■ **TASK TO COMPLETE**
All of the material below is to be repeated exactly.

▼

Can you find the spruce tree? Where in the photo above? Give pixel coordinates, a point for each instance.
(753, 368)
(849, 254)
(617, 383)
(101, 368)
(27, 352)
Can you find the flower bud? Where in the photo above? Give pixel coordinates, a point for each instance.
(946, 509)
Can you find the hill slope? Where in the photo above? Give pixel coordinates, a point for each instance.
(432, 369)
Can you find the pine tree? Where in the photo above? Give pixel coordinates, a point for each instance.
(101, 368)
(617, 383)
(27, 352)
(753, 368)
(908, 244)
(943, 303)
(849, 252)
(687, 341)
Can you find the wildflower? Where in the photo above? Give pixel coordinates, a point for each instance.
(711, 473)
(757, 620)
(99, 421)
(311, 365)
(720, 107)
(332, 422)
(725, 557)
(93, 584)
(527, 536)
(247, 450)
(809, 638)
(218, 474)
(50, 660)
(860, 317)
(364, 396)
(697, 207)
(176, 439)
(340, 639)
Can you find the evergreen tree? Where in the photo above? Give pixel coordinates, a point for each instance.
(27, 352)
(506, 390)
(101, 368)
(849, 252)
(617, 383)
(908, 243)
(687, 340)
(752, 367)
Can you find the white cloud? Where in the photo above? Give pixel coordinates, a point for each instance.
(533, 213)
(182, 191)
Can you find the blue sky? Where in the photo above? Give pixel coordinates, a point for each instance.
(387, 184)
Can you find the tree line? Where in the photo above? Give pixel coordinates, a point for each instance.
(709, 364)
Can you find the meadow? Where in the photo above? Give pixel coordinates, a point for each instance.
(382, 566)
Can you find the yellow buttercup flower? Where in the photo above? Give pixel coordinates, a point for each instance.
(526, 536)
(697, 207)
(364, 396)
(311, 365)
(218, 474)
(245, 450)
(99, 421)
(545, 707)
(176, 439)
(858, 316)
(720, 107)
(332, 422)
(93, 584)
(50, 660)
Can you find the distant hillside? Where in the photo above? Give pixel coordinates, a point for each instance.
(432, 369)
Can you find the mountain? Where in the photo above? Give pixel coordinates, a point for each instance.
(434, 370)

▲

■ **CORRECT RESULT**
Can you find the spruce tree? Where in the photo above? Give pixel coordinates, a point for each instance.
(753, 368)
(849, 254)
(617, 383)
(101, 368)
(27, 352)
Can you find the flower bud? Where in the photo above? Give pixel coordinates, a point for each instance.
(946, 509)
Can you find the hill slope? Where in the photo above? Give pixel coordinates, a point for each instance.
(432, 369)
Can you find the pine tree? Where in the photo above? Give pixel coordinates, a point for each instance.
(101, 368)
(617, 383)
(27, 352)
(753, 368)
(908, 244)
(943, 303)
(849, 252)
(687, 341)
Can you find the wildflower? Where in the photo above? Give pixel coordinates, a point for each instance.
(711, 473)
(757, 620)
(99, 421)
(311, 365)
(720, 107)
(332, 422)
(725, 557)
(93, 584)
(527, 536)
(247, 450)
(809, 638)
(218, 474)
(50, 660)
(860, 317)
(364, 396)
(697, 207)
(176, 439)
(340, 639)
Can you find the evergreen tree? Where in the photo above? Give pixel coordinates, a point for each instance.
(27, 352)
(506, 390)
(101, 368)
(849, 252)
(617, 383)
(908, 243)
(687, 340)
(752, 367)
Can you find the white cloud? Where in the photo above? Give pixel coordinates, a point for each instance.
(533, 213)
(182, 191)
Can you find the blue sky? Where in the photo above? Give pixel coordinates, a point for each instance.
(387, 184)
Can you find the tree line? Where in the photo above? Give pixel coordinates, a point for each instance.
(709, 364)
Can you find the meadow? Where in the photo above? Give pixel coordinates, a point for each instance.
(382, 566)
Can you find the yellow buttercup flower? Where in the photo above? Give pixel coordinates, a point for each instance.
(526, 536)
(697, 207)
(364, 396)
(311, 365)
(218, 474)
(245, 450)
(99, 421)
(545, 707)
(176, 439)
(858, 316)
(720, 107)
(332, 422)
(93, 584)
(50, 660)
Can you find the distant hillside? Where in the photo above? Give pixel coordinates, a point for each instance.
(432, 369)
Can you find the mountain? Where in the photo above? Give pixel coordinates, a point for each instance.
(434, 370)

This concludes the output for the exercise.